Stated goal:
Reproduce these lines exactly as they appear: start at the beginning of the records and end after the line containing "top-left (115, 212), bottom-right (238, 318)", including that line.

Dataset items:
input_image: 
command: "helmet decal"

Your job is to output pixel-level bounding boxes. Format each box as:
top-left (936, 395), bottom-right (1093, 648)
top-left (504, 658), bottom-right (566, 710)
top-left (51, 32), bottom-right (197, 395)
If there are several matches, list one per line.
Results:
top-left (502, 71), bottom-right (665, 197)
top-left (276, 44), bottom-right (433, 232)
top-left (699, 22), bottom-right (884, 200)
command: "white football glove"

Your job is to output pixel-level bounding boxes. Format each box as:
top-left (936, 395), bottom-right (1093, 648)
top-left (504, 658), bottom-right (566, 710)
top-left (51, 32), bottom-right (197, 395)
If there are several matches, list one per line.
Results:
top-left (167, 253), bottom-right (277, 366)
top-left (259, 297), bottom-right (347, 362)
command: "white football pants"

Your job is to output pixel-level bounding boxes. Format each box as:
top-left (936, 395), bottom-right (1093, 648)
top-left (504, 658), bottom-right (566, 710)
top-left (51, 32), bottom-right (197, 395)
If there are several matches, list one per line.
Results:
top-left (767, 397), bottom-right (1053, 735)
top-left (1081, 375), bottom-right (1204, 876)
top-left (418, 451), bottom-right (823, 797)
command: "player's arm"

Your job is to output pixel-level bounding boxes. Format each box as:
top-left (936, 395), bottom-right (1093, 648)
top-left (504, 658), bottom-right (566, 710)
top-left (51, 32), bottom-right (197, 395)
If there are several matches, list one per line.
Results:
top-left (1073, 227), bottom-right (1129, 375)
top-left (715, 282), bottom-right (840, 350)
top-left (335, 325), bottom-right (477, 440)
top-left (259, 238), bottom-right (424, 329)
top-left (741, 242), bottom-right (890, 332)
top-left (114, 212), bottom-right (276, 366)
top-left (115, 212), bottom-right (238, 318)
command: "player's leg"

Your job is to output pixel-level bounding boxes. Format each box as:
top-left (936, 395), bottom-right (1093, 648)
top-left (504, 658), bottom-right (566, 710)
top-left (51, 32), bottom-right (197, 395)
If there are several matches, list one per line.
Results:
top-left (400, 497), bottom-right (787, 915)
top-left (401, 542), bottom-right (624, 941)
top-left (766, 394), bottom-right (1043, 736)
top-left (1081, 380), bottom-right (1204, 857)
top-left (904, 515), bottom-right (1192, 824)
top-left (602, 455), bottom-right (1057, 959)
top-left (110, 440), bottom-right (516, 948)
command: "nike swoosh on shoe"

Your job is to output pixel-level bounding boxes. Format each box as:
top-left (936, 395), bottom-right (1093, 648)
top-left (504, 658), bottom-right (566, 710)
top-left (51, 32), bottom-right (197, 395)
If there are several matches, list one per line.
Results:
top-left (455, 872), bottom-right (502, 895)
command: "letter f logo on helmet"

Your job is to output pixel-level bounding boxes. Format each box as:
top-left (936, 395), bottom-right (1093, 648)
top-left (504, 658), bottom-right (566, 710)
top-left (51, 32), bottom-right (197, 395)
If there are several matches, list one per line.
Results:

Answer to this problem:
input_image: 
command: "helmet decal"

Your job is to output pixel-level bounding boxes. Format each box as:
top-left (936, 395), bottom-right (1093, 648)
top-left (504, 658), bottom-right (566, 710)
top-left (51, 32), bottom-right (197, 395)
If there are several matches, list one per line.
Results:
top-left (502, 71), bottom-right (665, 197)
top-left (276, 44), bottom-right (433, 232)
top-left (699, 22), bottom-right (884, 200)
command: "white football glove"

Your job is to output pixel-level bounding boxes. Format each box as:
top-left (936, 395), bottom-right (1093, 648)
top-left (504, 658), bottom-right (566, 710)
top-left (51, 32), bottom-right (197, 395)
If there are several matches, list one per line.
Results:
top-left (167, 253), bottom-right (277, 366)
top-left (259, 297), bottom-right (347, 362)
command: "white football pants"

Your job is to output pixel-level bounding boxes. Format each box as:
top-left (936, 395), bottom-right (1093, 648)
top-left (504, 658), bottom-right (566, 710)
top-left (51, 32), bottom-right (197, 395)
If there are several matches, list one per line.
Results:
top-left (767, 397), bottom-right (1053, 735)
top-left (1081, 375), bottom-right (1204, 876)
top-left (418, 451), bottom-right (823, 797)
command: "player's arm"

Your job is to output pixel-level bounding boxes. Format each box as:
top-left (936, 395), bottom-right (1093, 648)
top-left (504, 658), bottom-right (566, 710)
top-left (51, 32), bottom-right (197, 395)
If there are several matches, list one per line.
Results:
top-left (1073, 227), bottom-right (1129, 375)
top-left (715, 282), bottom-right (840, 350)
top-left (335, 325), bottom-right (477, 440)
top-left (259, 238), bottom-right (424, 329)
top-left (741, 242), bottom-right (890, 332)
top-left (114, 212), bottom-right (276, 366)
top-left (115, 212), bottom-right (238, 318)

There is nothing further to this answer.